Information supplied.

[start]

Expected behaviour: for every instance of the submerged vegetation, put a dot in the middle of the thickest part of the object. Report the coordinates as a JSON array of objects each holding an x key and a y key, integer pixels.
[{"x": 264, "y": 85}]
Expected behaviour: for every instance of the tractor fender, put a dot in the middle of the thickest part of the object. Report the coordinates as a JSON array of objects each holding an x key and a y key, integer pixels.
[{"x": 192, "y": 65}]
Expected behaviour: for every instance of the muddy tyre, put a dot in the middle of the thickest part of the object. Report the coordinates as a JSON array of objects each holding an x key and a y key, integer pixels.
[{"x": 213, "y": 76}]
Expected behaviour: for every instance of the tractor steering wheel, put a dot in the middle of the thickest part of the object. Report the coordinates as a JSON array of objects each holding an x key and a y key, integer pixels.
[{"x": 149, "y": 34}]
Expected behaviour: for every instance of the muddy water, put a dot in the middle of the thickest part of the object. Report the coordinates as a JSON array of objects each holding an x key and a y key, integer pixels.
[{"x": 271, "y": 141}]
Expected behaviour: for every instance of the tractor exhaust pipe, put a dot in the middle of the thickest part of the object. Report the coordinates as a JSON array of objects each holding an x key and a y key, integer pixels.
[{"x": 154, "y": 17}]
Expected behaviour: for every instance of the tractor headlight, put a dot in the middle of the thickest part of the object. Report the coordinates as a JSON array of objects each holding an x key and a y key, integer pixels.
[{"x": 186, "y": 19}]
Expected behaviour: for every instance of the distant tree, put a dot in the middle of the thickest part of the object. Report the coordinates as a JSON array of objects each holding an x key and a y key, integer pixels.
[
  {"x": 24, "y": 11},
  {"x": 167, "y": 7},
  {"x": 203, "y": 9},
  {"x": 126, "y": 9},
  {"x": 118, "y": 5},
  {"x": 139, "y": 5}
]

[end]

Copy out each of the records above word for word, in the same order.

Exercise solution.
Expected behaviour: for every instance of the submerged vegetation, put a dot in the middle of the thickest part of the object. Report the coordinates as a JSON array of objects each holding an x key and a y key, integer pixels.
[{"x": 264, "y": 85}]
Expected behaviour: for every instance of the tractor fender, put a dot in the middle of the thickest part of the object. Report the coordinates as a JSON array of objects each holding an x key and a y key, integer pixels.
[{"x": 192, "y": 65}]
Expected behaviour: for every instance of the muddy tyre, put a dot in the middle of the thickest part of the object. Report the coordinates as a JSON array of objects each holding an x key and a y key, integer pixels.
[{"x": 213, "y": 76}]
Expected behaviour: for every instance of the tractor steering wheel, put a dot in the middle of the thickest part of the object. Report the coordinates as a JSON array of objects each holding an x key and a y key, integer pixels.
[{"x": 149, "y": 34}]
Expected behaviour: for every instance of the muddy water, put a dot in the middle of the thickest part of the object. Report the coordinates as a JSON array of objects each holding an x key and a y key, integer pixels.
[{"x": 271, "y": 141}]
Expected behaviour: for every instance of the tractor exhaust pipe, put a dot in the middle of the thickest part of the object. Report the coordinates as a JSON array of objects each holding an x key and a y key, integer pixels.
[{"x": 154, "y": 17}]
Expected behaviour: for every instance of the tractor headlight, put a dot in the middle of the thickest part of the object. Report the coordinates as a JSON array of objects each holding an x key and a y key, integer pixels.
[{"x": 186, "y": 19}]
Expected behaviour: for every instance of the distant tree, put a dot in the middle of the thickest part of the object. Report the coordinates as a JSON array of objects each holding an x key and a y key, integer pixels.
[
  {"x": 24, "y": 11},
  {"x": 167, "y": 7},
  {"x": 203, "y": 9},
  {"x": 126, "y": 9},
  {"x": 118, "y": 5},
  {"x": 139, "y": 5}
]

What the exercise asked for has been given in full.